Material for the task.
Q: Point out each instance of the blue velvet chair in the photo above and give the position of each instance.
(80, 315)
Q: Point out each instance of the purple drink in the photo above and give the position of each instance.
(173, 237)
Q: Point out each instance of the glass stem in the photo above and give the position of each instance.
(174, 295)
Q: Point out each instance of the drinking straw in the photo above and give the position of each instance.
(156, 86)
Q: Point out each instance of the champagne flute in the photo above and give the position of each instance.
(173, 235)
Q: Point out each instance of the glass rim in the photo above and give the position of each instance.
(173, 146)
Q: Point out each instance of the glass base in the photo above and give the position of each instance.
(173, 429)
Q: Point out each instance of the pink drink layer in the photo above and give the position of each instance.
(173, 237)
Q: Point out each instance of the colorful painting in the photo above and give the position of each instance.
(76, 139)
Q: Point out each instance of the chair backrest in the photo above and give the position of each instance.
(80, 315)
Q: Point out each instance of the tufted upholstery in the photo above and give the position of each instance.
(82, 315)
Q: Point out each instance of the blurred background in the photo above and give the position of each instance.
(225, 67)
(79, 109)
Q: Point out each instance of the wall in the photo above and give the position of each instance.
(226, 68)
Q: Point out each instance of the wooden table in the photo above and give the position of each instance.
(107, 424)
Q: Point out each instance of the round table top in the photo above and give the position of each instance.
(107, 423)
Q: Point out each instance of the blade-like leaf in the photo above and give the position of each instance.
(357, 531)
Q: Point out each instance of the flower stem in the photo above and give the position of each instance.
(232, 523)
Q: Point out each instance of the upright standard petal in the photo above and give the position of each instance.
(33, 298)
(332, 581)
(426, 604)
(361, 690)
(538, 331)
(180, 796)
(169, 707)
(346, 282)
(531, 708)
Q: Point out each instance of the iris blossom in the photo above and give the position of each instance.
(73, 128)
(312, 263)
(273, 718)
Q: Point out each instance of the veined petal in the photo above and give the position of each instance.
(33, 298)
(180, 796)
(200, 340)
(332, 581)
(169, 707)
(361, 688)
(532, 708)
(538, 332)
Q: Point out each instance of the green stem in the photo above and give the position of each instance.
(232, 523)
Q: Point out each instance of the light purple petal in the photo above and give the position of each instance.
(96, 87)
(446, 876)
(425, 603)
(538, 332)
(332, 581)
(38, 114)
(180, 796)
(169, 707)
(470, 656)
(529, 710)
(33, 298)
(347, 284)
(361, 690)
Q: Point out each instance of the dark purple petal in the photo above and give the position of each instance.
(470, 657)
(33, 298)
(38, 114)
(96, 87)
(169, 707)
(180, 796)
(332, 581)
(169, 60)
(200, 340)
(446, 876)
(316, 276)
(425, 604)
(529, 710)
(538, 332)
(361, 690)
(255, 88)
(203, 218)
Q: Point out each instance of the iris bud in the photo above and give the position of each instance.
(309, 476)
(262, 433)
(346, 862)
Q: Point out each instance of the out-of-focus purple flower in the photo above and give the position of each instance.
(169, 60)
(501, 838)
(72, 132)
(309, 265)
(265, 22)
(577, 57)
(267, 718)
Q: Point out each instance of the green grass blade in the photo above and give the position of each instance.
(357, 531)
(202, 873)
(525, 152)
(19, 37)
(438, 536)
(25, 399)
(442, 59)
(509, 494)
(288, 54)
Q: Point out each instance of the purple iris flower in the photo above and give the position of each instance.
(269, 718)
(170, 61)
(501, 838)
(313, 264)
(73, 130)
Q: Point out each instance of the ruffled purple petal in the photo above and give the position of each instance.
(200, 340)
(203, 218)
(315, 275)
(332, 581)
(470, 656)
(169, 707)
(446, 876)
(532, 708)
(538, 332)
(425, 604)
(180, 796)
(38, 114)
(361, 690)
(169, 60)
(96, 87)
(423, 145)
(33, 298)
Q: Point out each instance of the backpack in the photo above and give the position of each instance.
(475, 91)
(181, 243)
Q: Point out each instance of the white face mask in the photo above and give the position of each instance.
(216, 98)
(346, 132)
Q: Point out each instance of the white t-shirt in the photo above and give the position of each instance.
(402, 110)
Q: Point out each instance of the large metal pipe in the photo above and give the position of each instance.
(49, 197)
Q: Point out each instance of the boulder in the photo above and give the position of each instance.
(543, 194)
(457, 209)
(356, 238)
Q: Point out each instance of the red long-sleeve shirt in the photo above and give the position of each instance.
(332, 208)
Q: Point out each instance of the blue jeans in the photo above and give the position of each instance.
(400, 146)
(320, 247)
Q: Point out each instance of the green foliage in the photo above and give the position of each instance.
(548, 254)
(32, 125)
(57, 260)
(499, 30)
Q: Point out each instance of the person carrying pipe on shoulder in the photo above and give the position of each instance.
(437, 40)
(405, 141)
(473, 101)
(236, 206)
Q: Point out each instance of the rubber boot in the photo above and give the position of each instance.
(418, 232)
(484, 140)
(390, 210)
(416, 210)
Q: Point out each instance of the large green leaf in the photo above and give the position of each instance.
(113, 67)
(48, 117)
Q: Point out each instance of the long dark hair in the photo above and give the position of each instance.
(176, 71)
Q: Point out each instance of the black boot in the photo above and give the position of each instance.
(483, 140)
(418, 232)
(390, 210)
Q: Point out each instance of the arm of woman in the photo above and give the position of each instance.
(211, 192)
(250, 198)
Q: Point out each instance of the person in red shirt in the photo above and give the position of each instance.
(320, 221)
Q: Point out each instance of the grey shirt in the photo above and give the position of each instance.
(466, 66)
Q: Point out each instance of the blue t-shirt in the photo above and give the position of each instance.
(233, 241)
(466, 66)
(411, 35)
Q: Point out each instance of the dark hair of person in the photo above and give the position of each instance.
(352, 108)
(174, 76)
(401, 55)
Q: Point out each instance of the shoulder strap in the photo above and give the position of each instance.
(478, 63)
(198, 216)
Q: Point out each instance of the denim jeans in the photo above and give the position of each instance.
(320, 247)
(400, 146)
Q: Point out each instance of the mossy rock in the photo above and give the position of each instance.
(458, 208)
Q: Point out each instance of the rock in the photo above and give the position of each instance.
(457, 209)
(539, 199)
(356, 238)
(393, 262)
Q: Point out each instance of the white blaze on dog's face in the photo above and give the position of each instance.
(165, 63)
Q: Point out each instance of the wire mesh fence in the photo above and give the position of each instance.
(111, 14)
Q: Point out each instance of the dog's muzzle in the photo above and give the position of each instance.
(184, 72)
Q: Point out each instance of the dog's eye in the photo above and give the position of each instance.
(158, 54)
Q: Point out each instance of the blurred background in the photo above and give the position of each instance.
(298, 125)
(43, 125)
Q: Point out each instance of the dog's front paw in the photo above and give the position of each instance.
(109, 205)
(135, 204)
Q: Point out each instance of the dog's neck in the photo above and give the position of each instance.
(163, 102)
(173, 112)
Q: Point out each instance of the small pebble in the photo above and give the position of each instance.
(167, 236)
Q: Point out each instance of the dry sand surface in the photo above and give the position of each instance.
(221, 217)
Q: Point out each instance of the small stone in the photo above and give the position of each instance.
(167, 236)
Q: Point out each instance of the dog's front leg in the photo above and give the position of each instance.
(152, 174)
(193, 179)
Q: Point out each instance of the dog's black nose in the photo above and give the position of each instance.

Short task.
Copy the records from the line with "Q: Point out each instance of the dog's front paw" through the end of the records, renaming "pebble" to "rock" and leaving everything else unchanged.

The response.
Q: Point out each instance of the dog's front paw in the photo above and give the position of each instance.
(109, 205)
(135, 204)
Q: Point out each instance of the dog's neck in the photo above and give the position of each instance.
(163, 102)
(173, 112)
Q: Point out each instance of the small rock in the photo above and give the position of each instance.
(167, 236)
Q: Point out each instance of the dry sand surface in the photo above and give the position of each instance.
(221, 217)
Q: Point out each instance of the small stone in the photo above and give the position of each instance.
(167, 236)
Q: Point out each instance of the dog's front leg in the photo above and give the position of each instance.
(152, 174)
(193, 179)
Q: Point out each instance of the dog's black nose in the photo above and give the position of each instance.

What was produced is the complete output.